[Coordinate annotation records]

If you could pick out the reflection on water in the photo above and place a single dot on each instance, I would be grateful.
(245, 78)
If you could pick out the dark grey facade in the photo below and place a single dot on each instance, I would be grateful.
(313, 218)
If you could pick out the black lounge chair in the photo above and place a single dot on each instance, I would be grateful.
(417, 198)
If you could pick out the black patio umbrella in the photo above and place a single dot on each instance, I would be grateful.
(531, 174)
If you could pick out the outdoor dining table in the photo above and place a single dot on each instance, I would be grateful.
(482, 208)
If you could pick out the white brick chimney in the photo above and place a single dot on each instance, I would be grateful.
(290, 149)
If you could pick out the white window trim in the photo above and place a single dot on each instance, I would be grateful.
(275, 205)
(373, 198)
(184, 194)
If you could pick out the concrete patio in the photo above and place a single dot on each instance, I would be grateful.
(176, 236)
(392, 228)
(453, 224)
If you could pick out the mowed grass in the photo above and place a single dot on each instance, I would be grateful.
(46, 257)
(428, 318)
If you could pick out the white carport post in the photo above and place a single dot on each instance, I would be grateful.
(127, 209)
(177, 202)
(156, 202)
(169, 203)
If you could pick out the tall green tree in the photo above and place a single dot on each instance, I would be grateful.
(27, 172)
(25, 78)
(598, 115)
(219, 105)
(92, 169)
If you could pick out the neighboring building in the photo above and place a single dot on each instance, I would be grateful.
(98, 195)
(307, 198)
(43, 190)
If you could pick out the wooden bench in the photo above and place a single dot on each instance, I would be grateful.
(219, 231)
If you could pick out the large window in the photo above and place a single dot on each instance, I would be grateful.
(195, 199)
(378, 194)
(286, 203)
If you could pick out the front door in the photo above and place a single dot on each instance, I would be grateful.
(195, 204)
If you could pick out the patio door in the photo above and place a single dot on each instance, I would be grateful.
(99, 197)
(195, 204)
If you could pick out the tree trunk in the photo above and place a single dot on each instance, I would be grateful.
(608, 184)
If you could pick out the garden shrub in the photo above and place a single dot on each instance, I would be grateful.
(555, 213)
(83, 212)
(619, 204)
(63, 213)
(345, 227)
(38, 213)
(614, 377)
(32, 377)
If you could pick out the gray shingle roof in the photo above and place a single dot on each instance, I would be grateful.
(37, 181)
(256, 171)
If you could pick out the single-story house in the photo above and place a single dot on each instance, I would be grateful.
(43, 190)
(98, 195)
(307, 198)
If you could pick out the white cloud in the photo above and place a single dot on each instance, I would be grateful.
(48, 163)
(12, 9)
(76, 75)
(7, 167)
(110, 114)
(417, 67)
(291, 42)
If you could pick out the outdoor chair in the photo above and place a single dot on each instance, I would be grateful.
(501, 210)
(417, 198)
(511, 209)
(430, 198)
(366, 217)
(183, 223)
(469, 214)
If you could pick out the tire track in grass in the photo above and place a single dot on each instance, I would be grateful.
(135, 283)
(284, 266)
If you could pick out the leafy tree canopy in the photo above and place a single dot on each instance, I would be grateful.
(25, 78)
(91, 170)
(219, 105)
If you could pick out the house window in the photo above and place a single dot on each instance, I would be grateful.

Task directions >> Reproduce the lines word for word, starting at the one holding "If you could pick out the tire" and ending at the final line of the material above.

Worked solution >>
If you could pick out the tire track in grass in the photo above and place a single dot on each instance, I would be grateful.
(135, 283)
(284, 266)
If you could pick out the leafy tree canopy in the photo above and place a single dot on each instance, I would be grateful.
(25, 78)
(91, 170)
(219, 105)
If you could pick out the house window in the photo above and place a single dot on each instance, I would be grateful.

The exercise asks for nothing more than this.